■ Aim of the task: Copy the lines below word for word, from the line containing "sky in the photo above." through the last line, inclusive.

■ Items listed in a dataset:
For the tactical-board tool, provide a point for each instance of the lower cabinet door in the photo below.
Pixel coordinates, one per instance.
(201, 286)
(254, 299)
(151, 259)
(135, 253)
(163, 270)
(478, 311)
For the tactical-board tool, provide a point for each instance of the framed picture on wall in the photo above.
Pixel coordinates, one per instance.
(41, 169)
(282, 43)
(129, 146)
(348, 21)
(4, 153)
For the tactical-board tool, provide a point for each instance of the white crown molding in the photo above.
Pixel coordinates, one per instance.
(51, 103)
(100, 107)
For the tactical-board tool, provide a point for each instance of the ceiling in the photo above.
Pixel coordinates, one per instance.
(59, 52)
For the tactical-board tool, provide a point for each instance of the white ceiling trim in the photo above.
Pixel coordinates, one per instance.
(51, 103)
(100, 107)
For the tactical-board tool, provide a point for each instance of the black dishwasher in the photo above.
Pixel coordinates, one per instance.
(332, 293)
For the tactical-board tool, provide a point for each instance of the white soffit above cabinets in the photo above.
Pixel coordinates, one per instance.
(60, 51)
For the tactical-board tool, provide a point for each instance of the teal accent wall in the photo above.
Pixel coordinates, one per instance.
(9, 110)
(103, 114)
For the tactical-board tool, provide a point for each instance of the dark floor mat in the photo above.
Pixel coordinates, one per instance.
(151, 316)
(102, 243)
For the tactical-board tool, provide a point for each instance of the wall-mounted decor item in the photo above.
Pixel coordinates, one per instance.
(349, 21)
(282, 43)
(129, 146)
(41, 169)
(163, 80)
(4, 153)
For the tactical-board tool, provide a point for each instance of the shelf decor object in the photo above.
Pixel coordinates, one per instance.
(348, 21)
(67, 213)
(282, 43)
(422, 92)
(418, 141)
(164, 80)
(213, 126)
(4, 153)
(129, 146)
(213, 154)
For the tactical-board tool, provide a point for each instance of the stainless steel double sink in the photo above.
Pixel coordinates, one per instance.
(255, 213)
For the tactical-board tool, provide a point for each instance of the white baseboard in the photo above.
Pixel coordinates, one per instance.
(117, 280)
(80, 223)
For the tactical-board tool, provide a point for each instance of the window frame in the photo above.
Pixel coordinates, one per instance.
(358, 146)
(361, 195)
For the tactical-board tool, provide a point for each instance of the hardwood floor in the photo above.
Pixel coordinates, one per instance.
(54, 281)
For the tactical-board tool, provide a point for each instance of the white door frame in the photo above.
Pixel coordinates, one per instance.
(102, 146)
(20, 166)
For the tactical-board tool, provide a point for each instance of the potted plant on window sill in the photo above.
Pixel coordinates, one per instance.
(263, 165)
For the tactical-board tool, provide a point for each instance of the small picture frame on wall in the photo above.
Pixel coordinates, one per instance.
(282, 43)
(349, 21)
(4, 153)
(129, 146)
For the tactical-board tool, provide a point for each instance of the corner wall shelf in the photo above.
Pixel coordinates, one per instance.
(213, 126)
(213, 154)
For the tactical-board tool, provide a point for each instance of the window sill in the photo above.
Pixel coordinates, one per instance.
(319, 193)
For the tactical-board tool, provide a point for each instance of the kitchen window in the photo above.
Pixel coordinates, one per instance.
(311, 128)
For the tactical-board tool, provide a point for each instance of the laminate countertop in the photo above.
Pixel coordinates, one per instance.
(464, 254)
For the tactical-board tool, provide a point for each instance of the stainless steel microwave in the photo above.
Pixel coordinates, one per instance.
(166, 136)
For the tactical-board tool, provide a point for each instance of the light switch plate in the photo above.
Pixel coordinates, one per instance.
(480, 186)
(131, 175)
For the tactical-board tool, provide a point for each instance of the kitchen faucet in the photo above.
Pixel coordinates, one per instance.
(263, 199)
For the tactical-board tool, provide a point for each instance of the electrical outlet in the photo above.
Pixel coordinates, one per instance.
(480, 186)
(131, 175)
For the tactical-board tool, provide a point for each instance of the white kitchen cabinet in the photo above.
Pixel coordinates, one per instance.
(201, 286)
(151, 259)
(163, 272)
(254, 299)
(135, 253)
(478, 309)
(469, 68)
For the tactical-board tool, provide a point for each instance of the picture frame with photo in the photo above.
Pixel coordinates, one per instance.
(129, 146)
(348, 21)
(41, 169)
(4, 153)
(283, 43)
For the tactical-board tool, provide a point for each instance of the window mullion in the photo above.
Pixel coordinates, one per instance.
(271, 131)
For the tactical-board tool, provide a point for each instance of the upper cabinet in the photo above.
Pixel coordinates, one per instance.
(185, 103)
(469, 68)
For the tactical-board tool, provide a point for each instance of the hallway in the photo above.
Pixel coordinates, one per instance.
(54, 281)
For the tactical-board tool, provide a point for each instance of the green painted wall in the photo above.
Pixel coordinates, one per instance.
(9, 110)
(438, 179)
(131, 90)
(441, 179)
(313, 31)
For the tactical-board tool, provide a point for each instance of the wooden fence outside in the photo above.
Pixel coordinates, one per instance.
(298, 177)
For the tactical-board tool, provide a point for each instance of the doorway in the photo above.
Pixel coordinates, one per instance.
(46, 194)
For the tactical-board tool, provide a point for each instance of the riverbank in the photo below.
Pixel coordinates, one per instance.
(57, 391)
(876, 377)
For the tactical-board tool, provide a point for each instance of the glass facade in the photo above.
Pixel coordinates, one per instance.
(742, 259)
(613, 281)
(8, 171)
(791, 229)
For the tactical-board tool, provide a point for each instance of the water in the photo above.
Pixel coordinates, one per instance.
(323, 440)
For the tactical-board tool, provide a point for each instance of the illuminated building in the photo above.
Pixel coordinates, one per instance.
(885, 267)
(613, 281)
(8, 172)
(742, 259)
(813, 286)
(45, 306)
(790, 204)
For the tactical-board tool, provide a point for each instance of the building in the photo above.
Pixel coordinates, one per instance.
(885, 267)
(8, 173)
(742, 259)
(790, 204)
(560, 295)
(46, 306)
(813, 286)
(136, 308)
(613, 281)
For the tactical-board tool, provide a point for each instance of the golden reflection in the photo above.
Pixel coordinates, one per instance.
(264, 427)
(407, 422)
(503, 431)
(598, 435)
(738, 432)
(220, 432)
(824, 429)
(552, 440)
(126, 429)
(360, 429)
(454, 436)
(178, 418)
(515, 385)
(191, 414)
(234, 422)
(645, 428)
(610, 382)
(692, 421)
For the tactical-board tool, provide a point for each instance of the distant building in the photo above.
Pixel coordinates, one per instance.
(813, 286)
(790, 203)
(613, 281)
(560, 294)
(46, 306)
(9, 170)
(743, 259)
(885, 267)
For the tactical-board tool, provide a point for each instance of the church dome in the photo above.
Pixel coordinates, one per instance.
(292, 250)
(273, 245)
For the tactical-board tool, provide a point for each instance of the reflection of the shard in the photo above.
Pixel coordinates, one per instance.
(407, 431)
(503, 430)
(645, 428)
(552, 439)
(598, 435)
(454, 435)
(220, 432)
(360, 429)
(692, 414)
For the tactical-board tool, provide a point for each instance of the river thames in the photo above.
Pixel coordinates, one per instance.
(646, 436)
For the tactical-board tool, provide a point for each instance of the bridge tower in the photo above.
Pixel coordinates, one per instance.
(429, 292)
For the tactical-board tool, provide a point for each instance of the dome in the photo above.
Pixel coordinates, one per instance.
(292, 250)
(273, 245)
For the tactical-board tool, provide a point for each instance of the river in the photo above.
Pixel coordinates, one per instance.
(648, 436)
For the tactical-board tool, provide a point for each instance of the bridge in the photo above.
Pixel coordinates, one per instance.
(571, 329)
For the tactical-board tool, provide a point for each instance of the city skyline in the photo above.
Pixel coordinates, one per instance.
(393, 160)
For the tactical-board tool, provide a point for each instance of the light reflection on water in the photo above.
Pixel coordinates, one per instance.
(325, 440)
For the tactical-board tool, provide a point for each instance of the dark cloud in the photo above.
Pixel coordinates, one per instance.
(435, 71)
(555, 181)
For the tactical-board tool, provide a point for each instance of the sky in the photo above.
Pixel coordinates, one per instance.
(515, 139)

■ Written answer:
For the tactical-board tool, provide a point for each instance of the sky in the photo above.
Pixel coordinates, one per instance.
(515, 139)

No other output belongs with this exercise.